§ Instructions for the task
Restate each entry exactly, without pictures.

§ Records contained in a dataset
——

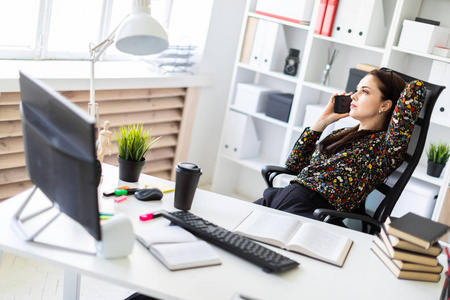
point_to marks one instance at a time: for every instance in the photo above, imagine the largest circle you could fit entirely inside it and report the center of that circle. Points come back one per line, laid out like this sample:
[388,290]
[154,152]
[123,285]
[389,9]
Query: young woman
[341,170]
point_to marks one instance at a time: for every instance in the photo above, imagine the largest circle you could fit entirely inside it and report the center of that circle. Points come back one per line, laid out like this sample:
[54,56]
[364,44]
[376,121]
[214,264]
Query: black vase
[130,171]
[434,169]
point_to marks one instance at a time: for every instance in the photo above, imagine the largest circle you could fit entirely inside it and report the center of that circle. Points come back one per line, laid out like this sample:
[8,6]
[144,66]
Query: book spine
[328,20]
[320,16]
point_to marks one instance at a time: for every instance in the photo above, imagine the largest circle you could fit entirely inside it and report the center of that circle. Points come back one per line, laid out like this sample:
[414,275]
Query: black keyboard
[269,260]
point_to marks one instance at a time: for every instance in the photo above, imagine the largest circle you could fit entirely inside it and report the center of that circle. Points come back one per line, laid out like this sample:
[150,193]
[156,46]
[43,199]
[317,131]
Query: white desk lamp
[137,34]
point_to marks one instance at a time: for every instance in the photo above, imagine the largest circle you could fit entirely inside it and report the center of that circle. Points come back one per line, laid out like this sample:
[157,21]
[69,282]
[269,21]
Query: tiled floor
[26,279]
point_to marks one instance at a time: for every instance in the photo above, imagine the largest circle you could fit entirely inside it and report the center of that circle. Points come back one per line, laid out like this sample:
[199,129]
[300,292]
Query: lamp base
[117,238]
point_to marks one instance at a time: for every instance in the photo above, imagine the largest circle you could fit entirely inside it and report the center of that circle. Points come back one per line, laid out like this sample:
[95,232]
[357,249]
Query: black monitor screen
[59,141]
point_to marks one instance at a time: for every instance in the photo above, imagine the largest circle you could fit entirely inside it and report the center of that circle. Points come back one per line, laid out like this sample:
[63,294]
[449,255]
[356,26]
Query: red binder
[320,16]
[328,21]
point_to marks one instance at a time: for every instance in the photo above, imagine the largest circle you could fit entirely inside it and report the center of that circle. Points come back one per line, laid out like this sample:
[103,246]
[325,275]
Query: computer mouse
[148,194]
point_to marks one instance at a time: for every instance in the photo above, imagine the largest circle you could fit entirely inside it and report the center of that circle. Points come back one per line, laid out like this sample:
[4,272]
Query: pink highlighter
[120,199]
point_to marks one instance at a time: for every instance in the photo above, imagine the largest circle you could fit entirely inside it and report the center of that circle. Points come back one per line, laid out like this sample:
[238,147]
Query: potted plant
[438,155]
[133,142]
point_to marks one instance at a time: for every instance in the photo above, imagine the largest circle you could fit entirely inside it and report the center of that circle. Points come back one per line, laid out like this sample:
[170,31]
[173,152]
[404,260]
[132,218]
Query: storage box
[441,51]
[240,139]
[279,106]
[354,77]
[422,37]
[252,97]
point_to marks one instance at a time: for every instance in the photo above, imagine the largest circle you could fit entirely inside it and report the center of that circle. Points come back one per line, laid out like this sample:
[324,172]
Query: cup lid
[190,167]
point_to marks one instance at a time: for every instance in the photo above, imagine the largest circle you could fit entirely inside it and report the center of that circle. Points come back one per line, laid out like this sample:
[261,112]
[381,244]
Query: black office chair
[390,194]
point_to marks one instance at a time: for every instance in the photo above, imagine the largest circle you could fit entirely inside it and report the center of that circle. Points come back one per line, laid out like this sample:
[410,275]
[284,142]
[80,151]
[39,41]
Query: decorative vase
[434,169]
[130,171]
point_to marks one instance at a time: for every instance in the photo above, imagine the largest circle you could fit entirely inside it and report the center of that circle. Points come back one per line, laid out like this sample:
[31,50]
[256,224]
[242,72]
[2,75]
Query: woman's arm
[403,119]
[303,149]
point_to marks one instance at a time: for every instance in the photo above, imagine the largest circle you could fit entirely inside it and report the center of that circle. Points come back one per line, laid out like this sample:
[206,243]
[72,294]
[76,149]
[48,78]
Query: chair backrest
[414,152]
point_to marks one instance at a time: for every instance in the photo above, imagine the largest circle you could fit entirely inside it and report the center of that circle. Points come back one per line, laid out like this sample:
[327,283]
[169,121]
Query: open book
[291,234]
[177,248]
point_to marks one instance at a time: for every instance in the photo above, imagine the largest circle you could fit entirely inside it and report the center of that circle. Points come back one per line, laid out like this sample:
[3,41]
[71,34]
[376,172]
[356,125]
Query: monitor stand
[117,232]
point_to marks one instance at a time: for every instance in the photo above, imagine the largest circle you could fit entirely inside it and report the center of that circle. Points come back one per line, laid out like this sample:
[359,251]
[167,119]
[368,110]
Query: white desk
[363,276]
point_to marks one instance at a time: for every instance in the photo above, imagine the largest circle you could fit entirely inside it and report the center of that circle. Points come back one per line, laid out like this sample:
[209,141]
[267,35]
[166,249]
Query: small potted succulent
[438,155]
[133,142]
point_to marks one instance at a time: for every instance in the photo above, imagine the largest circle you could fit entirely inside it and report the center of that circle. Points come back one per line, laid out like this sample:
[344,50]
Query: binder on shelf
[328,20]
[320,16]
[258,43]
[240,139]
[275,49]
[360,22]
[249,38]
[296,11]
[269,49]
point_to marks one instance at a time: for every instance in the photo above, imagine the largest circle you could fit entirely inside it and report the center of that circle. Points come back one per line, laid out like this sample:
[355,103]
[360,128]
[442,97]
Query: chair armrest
[324,214]
[269,173]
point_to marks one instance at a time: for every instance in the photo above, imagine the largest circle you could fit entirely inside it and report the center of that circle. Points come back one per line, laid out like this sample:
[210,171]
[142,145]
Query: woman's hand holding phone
[329,115]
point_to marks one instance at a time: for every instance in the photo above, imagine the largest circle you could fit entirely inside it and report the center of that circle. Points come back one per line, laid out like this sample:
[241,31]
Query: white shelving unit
[242,177]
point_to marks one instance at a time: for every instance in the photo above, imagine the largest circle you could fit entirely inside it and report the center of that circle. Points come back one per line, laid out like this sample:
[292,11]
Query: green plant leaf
[134,141]
[438,152]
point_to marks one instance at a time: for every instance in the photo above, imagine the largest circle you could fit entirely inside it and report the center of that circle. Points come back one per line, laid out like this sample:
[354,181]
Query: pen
[150,216]
[120,192]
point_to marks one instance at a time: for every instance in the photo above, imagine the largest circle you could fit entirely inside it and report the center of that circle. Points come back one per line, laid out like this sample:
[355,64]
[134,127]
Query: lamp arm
[96,52]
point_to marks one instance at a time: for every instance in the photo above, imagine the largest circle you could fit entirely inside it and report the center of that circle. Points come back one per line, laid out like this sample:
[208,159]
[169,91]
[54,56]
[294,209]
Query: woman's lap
[295,198]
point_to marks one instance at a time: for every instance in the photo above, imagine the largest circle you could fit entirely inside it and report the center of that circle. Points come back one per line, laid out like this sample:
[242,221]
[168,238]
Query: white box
[252,97]
[360,22]
[441,51]
[296,11]
[422,37]
[240,139]
[418,197]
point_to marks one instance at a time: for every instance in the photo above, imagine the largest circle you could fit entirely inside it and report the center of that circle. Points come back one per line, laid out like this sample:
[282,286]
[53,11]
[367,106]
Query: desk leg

——

§ Task solution
point_to marks one instance at a time: for every instance in the photo above, imagine the largest circle you could fit entirely inside it and report the center of that circle. Points come back one per line, laid out like this sample:
[388,290]
[154,152]
[123,285]
[389,9]
Query: young woman
[341,170]
point_to marks one instance at a time: for every instance in the photo above, imagine the largest circle you could fit entirely inside it and report the center of that circle. Points come back one per line, laid out like this sample:
[54,56]
[364,44]
[376,121]
[214,264]
Query: black vase
[130,171]
[434,169]
point_to marks one instance at a time: for every instance in the photo above, imagine the largest circle you could fit entirely inside it and report the center of that circle. Points come back one per line, laid out like this sample:
[8,6]
[144,66]
Query: book spine
[328,20]
[320,16]
point_to marks one instance at a time: for every instance in the photo above, imagine the largest circle you could fit entirely inside it and report the center of that circle. Points come back one per line, laid out like this sample:
[414,275]
Query: black keyboard
[269,260]
point_to marks one instance at a time: for every instance in the photo above, imagine the largest circle you could fit entirely inside it and report the center of that circle. Points come back one per line, laid out like this sample:
[150,193]
[156,46]
[43,199]
[317,131]
Query: white desk lamp
[137,34]
point_to marks one instance at a time: for every instance in the photo above, imagine the largest circle you could fit entirely inside it and report the center of that circle. Points come back one per line, laid out like this sample:
[157,21]
[69,282]
[269,21]
Query: tiled floor
[26,279]
point_to marks one instance at a time: for every instance in the photo above, imagine the largest circle you could fit entirely inside it and report the center of that circle. Points come back one per line, laid out like this sample:
[199,129]
[300,292]
Query: lamp base
[117,238]
point_to marks one instance at a time: for every instance in the photo above, imagine the largest circle you could fit entirely inside it and report the center of that circle. Points come back one per line, laid out like this sample:
[95,232]
[357,249]
Query: black monitor screen
[59,141]
point_to marks one instance at a time: for every instance in the photo above, imagine the largest circle you could fit entirely inside it and report the center of that circle. Points come back one per line, laid out like this sample:
[63,294]
[449,255]
[356,26]
Query: red binder
[320,16]
[328,21]
point_to marks one instance at a time: for every instance in the photo above, imagine the largest circle you could fit entirely inside it and report the center of that circle. Points come back one per line, laid out like this sample:
[103,246]
[325,275]
Query: computer mouse
[148,194]
point_to marks one instance at a time: for every instance in the photo above, imagine the largest circle you could fit entirely inside it and report the center of that circle. Points come back one per line, laid out like this sample:
[4,272]
Query: pink highlighter
[120,199]
point_to marks one instance at a time: for every instance in the photo above, imagine the largest circle you could fit entirely inside it and report the center of that circle. Points come back one per line, laid out like this sample:
[238,147]
Query: potted plant
[438,155]
[133,142]
point_to marks one instance at a time: for every instance in the photo above, imagine the largest circle you could fit entirely inside it and report the center of that circle. Points come back one per line, laid out like this sample:
[170,31]
[173,152]
[404,260]
[132,218]
Query: storage box
[441,51]
[240,139]
[279,106]
[354,77]
[422,37]
[252,97]
point_to marks one instance at a time: for every instance in the photo above, imagine the largest circle you could fit entirely inside it and report the center of that circle. Points come back one per line, laid out like this sample:
[324,172]
Query: cup lid
[190,167]
point_to marks one instance at a time: for every instance in the photo above, imagine the largest circle you could fit entirely inside it and report the center of that circle. Points come back one per line, laid out like this sample:
[261,112]
[381,244]
Query: black office chair
[390,194]
point_to marks one instance at a time: for every instance in the photo above, imagine the largest circle you could fit entirely inside it and report the center of that circle. Points come back one per line, laid out like this sample:
[410,275]
[284,142]
[80,151]
[39,41]
Query: decorative vase
[434,169]
[130,171]
point_to marks one instance at a time: for every instance in the photo above, imagine the largest circle you could fit entirely inside it and report the center of that circle. Points come back one per line, laid out like this sample:
[31,50]
[256,224]
[242,72]
[2,75]
Query: woman's arm
[403,119]
[303,149]
point_to marks one instance at a time: for every instance in the photo above, imagine the largest circle you could fit entirely inside it and report the center of that circle. Points come back one per line, laid out like this sample:
[206,243]
[72,294]
[76,149]
[48,78]
Query: chair backrest
[414,152]
point_to marks one instance at a time: for every instance in the photo above, imagine the largest circle you could fit entirely inside it and report the center of that circle. Points come back one per line, laid out like this sample:
[327,283]
[169,121]
Query: open book
[291,234]
[177,248]
point_to marks one instance at a time: for every instance in the photo above, imagine the largest circle you could fit entirely inside it and report the center of that circle. Points come back one per line, laid out like this sample:
[3,41]
[71,34]
[376,172]
[356,125]
Query: monitor stand
[117,232]
point_to marks one instance at a time: for every instance in the photo above, imagine the largest circle you could fit entirely inside it and report the center of that circle. Points come back one per line, laid out like this sample:
[359,251]
[167,119]
[368,110]
Query: white desk
[363,276]
point_to marks one instance at a time: for every instance in the photo above, imagine the largest circle you could fit entirely inside it and report the center of that circle. Points come back one per line, laid out like this sample:
[209,141]
[267,35]
[166,249]
Query: small potted succulent
[438,155]
[133,142]
point_to marks one instance at a time: for every instance in the photo above, imagine the largest circle you could fit entirely inside it and report the center of that circle. Points come back one per line, laid out like this sample:
[344,50]
Query: binder on shelf
[328,20]
[320,16]
[258,43]
[240,139]
[275,49]
[360,22]
[249,38]
[296,11]
[269,49]
point_to marks one instance at a time: for every instance in the photo above, imagine the largest circle you could fit entirely inside it and report the center of that circle. Points come back one per line, laid out like this sample:
[355,103]
[360,128]
[442,97]
Query: chair armrest
[324,214]
[269,173]
point_to marks one instance at a time: for every instance in the photo above, imagine the largest circle you could fit entirely inside it and report the center of that circle. Points come back one per line, laid out like this sample:
[210,171]
[142,145]
Query: woman's hand holding phone
[329,115]
point_to marks one instance at a time: for every instance in the photo above, imagine the largest circle you could fit entirely inside it and report the center of that circle. Points come back one per line, laid out like this sample:
[241,31]
Query: white shelving unit
[242,177]
point_to marks one instance at a time: for every instance in the photo above, imagine the largest circle you could fit entirely inside it and report the center of that circle. Points come back one per line, laid out like this sample:
[292,11]
Query: green plant leaf
[134,141]
[438,152]
point_to marks one instance at a time: for every instance in the photo above, imagine the largest circle you could fit entirely inside it and report the center of that circle. Points come back one per line, laid out like this sample:
[354,181]
Query: pen
[150,216]
[120,192]
point_to marks one instance at a time: for every instance in the photo above, imagine the largest circle you could fit entirely inside it and report the center of that circle. Points come back one per line, laid out like this sample:
[355,64]
[134,127]
Query: lamp arm
[96,52]
point_to marks one instance at a time: for every instance in the photo above, imagine the largest circle you could fit entirely inside it and report the center of that circle. Points come back one per line, laid out like this sample:
[208,159]
[169,91]
[54,56]
[294,209]
Query: woman's lap
[295,198]
point_to marks one instance at a time: for every instance in the photo above, imagine the largest circle you could fit entirely inside it and report the center of that circle. Points come back one per line, laid out like this sample:
[242,221]
[168,238]
Query: white box
[252,97]
[360,22]
[441,51]
[296,11]
[422,37]
[240,139]
[418,197]
point_to marks one instance at a time: for every instance in the photo above, imagine the largest circle you could fit entirely inside it and report the center of that circle. Points come back one per line, laid out like this sample:
[282,286]
[53,11]
[367,106]
Query: desk leg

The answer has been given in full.